YOUR GOAL: Continue the passage below about Byleth's thinly sketched character, picking up after its final sentence.

EXTRACT:
• • •

However, this still doesn’t explain why Byleth is so poorly established as a character. We, as the player, know a lot less about Byleth than they do. Taking another look at support conversations, there’s a moment in Dorothea’s B-level support where she makes a comment asking “is your heart even beating?” I was feeling sarcastic, so I chose the dialogue option saying “Actually, my heart isn’t beating.” I was surprised when Dorothea followed it up acknowledging that she actually couldn’t feel Byleth’s heartbeat. The support didn’t follow up on this at all and none of the other support conversations in the game bring it up; I checked. Instead it was revealed to me in the main story several hours later that Byleth was born without a heartbeat, and still doesn’t have one to this day.
There’s also the B-level support with Leonie where she brings up the fact that Byleth wasn’t with their father Jeralt when she met him. When she asks why, the only dialogue option you can give is “I don’t remember.” After the revelation about Byleth’s heartbeat, this one line – combined with the fact that no one knows Byleth’s age – led me and several of my friends to theorize maybe Byleth didn’t actually exist until shortly before the events of the game. This didn’t turn out to be true, and while I haven’t finished every route yet, the ones that I have played haven’t answered where Byleth was at this time. Does Byleth themself have the answer like they did with their heartbeat? I dunno. Is this space intentionally left blank so that I can fill it in with whatever backstory I want “my unit” to have? I dunno. Is it a major revelation that’s waiting to be explained in some storyline I haven’t played yet? I don’t know.

• • •

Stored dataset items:
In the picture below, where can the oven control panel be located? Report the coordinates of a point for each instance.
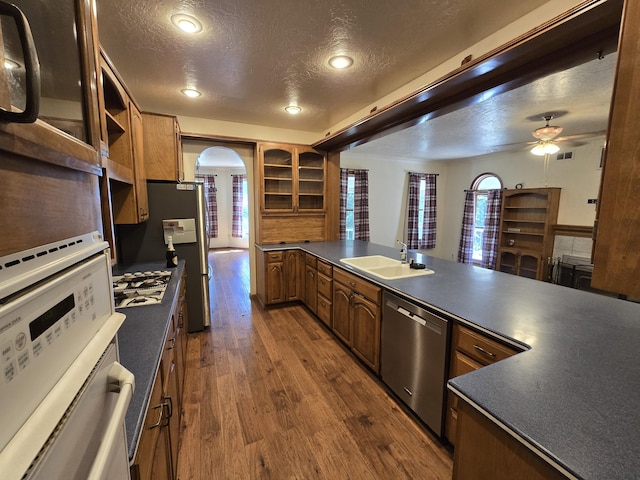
(43, 330)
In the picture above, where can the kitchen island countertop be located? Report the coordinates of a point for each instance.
(573, 395)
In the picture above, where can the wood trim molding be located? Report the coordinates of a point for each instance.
(568, 40)
(573, 230)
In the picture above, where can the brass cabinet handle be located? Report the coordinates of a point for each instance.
(482, 350)
(159, 422)
(169, 405)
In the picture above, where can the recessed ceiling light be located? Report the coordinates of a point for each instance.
(10, 64)
(293, 109)
(186, 23)
(191, 92)
(341, 61)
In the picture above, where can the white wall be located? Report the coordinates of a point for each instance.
(388, 187)
(224, 197)
(191, 151)
(579, 179)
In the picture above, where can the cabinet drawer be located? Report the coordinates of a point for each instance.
(324, 285)
(275, 256)
(481, 348)
(310, 260)
(324, 310)
(325, 268)
(368, 290)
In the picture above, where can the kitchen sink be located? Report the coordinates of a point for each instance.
(385, 267)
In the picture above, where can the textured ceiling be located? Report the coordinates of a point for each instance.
(253, 57)
(578, 97)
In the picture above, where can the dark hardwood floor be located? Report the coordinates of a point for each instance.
(272, 394)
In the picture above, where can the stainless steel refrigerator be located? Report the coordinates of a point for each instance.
(145, 242)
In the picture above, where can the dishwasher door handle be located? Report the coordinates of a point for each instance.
(412, 316)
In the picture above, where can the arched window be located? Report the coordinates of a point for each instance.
(480, 187)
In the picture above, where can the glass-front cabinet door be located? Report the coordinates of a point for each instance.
(311, 173)
(293, 179)
(278, 178)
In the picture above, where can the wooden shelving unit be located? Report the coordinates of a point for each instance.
(526, 231)
(292, 199)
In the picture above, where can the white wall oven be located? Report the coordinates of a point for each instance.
(63, 393)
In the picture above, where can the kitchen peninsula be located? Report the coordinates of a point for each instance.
(571, 396)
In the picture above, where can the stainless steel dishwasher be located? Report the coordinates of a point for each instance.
(414, 358)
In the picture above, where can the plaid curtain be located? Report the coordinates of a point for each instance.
(428, 239)
(413, 210)
(361, 204)
(236, 218)
(344, 178)
(210, 190)
(491, 229)
(465, 250)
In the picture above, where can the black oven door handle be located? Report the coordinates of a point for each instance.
(32, 68)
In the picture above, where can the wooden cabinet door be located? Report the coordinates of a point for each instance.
(311, 288)
(365, 321)
(172, 403)
(152, 458)
(291, 272)
(162, 147)
(342, 312)
(137, 153)
(275, 283)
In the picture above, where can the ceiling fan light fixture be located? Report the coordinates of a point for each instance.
(548, 132)
(544, 148)
(186, 23)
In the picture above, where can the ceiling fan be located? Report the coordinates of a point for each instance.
(548, 139)
(545, 135)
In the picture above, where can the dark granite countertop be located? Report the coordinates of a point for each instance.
(573, 395)
(140, 342)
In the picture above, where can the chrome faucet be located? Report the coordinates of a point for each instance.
(403, 251)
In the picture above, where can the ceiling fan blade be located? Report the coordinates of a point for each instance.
(581, 136)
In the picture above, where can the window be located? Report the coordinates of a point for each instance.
(350, 203)
(354, 204)
(245, 208)
(481, 185)
(421, 211)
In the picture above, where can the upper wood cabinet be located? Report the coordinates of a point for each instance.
(50, 169)
(292, 179)
(526, 236)
(292, 183)
(162, 147)
(122, 149)
(616, 256)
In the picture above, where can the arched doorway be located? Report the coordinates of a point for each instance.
(227, 188)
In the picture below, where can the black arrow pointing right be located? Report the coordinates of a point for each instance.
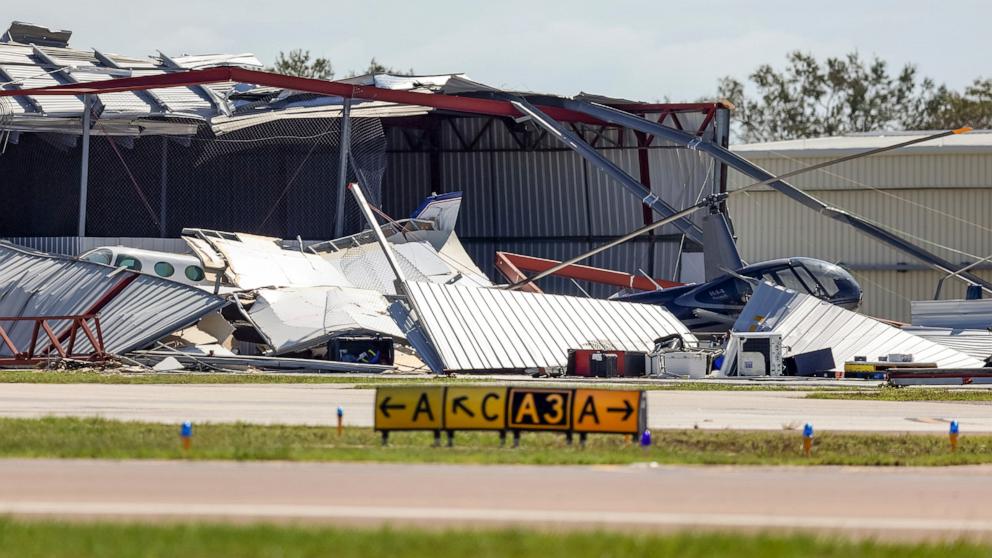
(385, 406)
(627, 410)
(459, 403)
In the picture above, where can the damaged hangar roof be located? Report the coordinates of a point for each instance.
(134, 309)
(32, 56)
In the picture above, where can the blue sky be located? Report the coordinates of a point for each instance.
(642, 50)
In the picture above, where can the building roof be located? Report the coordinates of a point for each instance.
(978, 141)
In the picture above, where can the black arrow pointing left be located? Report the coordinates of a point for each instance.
(385, 406)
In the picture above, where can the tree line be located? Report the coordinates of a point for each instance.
(297, 62)
(810, 98)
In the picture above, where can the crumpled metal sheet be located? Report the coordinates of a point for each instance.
(496, 329)
(294, 319)
(808, 324)
(974, 342)
(143, 310)
(957, 314)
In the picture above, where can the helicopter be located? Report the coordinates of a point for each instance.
(728, 285)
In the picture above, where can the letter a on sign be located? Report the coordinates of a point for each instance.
(408, 408)
(539, 409)
(609, 411)
(475, 408)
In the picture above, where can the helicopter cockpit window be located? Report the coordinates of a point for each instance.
(826, 274)
(789, 280)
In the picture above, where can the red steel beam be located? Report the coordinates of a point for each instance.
(521, 262)
(513, 273)
(222, 74)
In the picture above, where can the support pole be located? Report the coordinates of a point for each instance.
(344, 148)
(84, 164)
(394, 264)
(163, 186)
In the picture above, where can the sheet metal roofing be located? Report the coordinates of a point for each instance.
(145, 309)
(978, 141)
(496, 329)
(809, 324)
(958, 314)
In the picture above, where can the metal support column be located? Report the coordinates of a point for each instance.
(163, 188)
(84, 165)
(345, 147)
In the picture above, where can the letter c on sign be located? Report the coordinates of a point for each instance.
(485, 407)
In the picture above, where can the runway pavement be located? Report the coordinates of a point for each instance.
(317, 403)
(892, 503)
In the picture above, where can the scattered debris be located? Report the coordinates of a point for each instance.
(807, 324)
(134, 310)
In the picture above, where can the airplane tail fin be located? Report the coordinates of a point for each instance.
(720, 251)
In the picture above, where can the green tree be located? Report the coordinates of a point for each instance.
(297, 63)
(840, 95)
(951, 109)
(376, 67)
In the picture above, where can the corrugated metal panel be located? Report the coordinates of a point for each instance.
(900, 171)
(494, 329)
(300, 318)
(837, 146)
(74, 245)
(35, 76)
(947, 217)
(681, 177)
(958, 314)
(179, 99)
(124, 101)
(974, 342)
(35, 284)
(612, 209)
(471, 173)
(408, 178)
(539, 194)
(15, 54)
(808, 324)
(888, 294)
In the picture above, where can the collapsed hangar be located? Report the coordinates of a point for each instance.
(265, 160)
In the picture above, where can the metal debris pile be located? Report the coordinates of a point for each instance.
(406, 296)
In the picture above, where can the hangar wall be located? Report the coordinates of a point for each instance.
(938, 196)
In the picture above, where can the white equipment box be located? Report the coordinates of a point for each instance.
(686, 364)
(758, 354)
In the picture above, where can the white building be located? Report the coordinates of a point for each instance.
(937, 194)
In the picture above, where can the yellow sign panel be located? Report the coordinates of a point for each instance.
(539, 409)
(409, 408)
(607, 411)
(475, 408)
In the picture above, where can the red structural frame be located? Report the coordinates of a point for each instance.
(455, 103)
(512, 267)
(35, 353)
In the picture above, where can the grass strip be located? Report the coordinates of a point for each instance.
(363, 381)
(101, 438)
(50, 539)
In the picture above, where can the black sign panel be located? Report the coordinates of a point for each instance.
(539, 409)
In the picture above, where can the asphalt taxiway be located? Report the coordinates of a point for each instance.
(317, 404)
(901, 503)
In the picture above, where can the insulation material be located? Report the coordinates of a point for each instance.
(135, 310)
(809, 324)
(495, 329)
(294, 319)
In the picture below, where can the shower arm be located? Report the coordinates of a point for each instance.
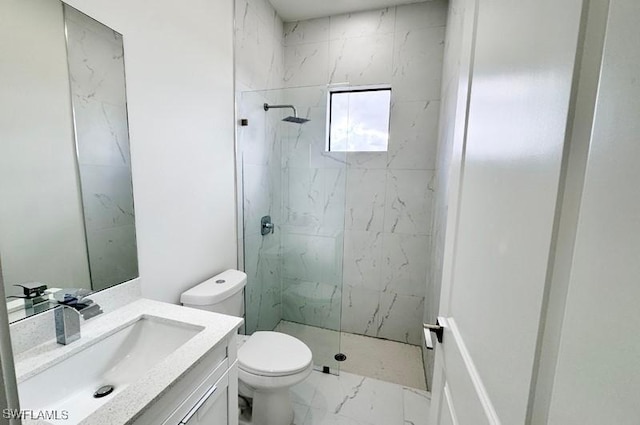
(267, 107)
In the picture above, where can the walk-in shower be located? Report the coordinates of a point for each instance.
(295, 271)
(294, 118)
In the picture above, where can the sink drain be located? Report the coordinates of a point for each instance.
(103, 391)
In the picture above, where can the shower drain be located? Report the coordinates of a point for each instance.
(103, 391)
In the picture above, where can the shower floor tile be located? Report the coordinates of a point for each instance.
(369, 357)
(351, 399)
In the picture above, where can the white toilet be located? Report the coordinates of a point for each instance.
(269, 363)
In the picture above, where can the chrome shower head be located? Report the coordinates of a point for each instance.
(294, 119)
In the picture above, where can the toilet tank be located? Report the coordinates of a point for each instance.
(221, 294)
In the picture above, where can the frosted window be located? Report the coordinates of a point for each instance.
(359, 120)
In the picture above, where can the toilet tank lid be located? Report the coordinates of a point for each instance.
(216, 289)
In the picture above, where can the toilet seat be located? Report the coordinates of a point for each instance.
(274, 354)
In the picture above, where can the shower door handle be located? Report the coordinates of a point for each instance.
(437, 329)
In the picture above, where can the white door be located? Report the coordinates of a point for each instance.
(597, 376)
(509, 139)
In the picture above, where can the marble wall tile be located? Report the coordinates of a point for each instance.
(333, 210)
(113, 256)
(306, 65)
(367, 160)
(310, 31)
(421, 15)
(91, 43)
(365, 202)
(360, 310)
(312, 257)
(401, 318)
(363, 265)
(363, 24)
(259, 50)
(262, 264)
(312, 303)
(103, 131)
(408, 202)
(404, 263)
(417, 64)
(304, 199)
(107, 196)
(413, 135)
(361, 60)
(258, 189)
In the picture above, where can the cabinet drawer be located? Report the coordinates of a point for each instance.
(184, 388)
(208, 404)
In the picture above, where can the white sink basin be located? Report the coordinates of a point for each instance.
(118, 360)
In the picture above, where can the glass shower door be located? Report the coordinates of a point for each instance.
(295, 273)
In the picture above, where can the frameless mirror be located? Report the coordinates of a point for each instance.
(66, 215)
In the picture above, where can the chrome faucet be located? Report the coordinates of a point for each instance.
(67, 324)
(67, 318)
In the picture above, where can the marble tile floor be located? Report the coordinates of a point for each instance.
(350, 399)
(381, 359)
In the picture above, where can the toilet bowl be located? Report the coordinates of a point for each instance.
(269, 363)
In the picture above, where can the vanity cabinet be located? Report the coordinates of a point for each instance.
(206, 395)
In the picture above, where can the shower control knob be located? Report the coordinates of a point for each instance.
(437, 329)
(266, 226)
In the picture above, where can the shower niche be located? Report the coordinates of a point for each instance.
(285, 172)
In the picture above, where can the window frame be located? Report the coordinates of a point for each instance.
(354, 89)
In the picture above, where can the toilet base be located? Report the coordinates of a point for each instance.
(271, 407)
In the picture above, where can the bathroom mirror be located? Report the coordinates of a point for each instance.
(67, 215)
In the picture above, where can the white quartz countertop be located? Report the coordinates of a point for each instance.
(126, 406)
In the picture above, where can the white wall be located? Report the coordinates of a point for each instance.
(450, 89)
(41, 222)
(179, 65)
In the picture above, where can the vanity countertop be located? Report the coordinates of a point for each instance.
(126, 406)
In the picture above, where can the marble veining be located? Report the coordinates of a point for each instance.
(379, 202)
(96, 71)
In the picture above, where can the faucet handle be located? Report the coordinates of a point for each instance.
(85, 306)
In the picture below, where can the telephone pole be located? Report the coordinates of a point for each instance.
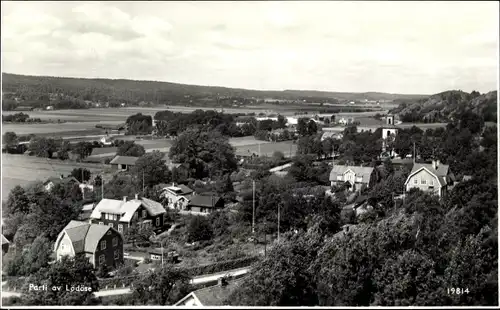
(278, 222)
(253, 208)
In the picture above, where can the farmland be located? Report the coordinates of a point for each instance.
(22, 170)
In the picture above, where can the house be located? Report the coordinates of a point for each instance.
(123, 214)
(332, 135)
(434, 178)
(211, 296)
(205, 203)
(51, 182)
(100, 244)
(346, 120)
(123, 163)
(177, 197)
(86, 211)
(24, 108)
(5, 245)
(359, 177)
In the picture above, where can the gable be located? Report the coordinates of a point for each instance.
(424, 173)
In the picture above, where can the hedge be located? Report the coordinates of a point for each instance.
(221, 266)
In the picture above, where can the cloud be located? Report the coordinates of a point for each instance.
(344, 46)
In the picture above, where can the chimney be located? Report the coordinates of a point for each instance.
(435, 164)
(222, 281)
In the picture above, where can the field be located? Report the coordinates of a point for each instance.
(22, 170)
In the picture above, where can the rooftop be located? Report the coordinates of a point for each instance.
(124, 160)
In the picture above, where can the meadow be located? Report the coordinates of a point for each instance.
(23, 170)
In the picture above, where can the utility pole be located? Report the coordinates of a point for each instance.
(253, 208)
(83, 188)
(161, 253)
(278, 222)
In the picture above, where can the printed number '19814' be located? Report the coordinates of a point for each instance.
(458, 291)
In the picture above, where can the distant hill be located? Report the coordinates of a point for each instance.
(444, 106)
(131, 91)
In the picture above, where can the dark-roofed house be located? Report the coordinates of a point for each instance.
(123, 163)
(434, 178)
(211, 296)
(205, 203)
(177, 196)
(51, 182)
(122, 214)
(5, 244)
(100, 244)
(359, 177)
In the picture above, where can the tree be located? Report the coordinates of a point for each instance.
(152, 167)
(68, 273)
(130, 148)
(205, 153)
(10, 139)
(42, 147)
(81, 174)
(199, 229)
(302, 128)
(162, 287)
(408, 280)
(283, 278)
(312, 128)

• • •

TASK ANSWER:
I don’t know anything about Byleth that happens before the game begins, so much so that I actually believed that Byleth didn’t exist before the game began. I fully expect one of the routes that I haven’t played to make sense of their backstory, but it’s not a good sign for a player avatar if I’ve finished a full playthrough and still don’t feel like I have the same level of knowledge about the character as they do. Byleth is treated like a player avatar by the game’s production; they’re a silent protagonist that communicates only in vague dialogue options and are a mostly blank slate that I’m supposed to project myself over. But they’re made to feel like a defined character in all of the game’s writing; they know more about themselves than I do, and that’s a huge obstacle keeping me from identifying with them as My Unit.
It’s a far cry from Robin, Corrin, or even from Kris. I’d go so far as to say that even Mark is a better avatar than Byleth – at least Mark wasn’t haphazardly wedged into the story, and in fact they don’t even appear at all if you play the harder difficulties where you skip Lyn’s campaign. Three Houses nailed all of its other characters so well, so it’s such a huge disappointment that they dropped the ball on the character that the entire plot revolves around. Edelgard, Dimitri, Claude, and all of their classmates, teachers, and comrades feel like living breathing humans. It’s frustrating and disappointing that the professor they all love and derive strength from is as cold and lifeless as their unbeating heart.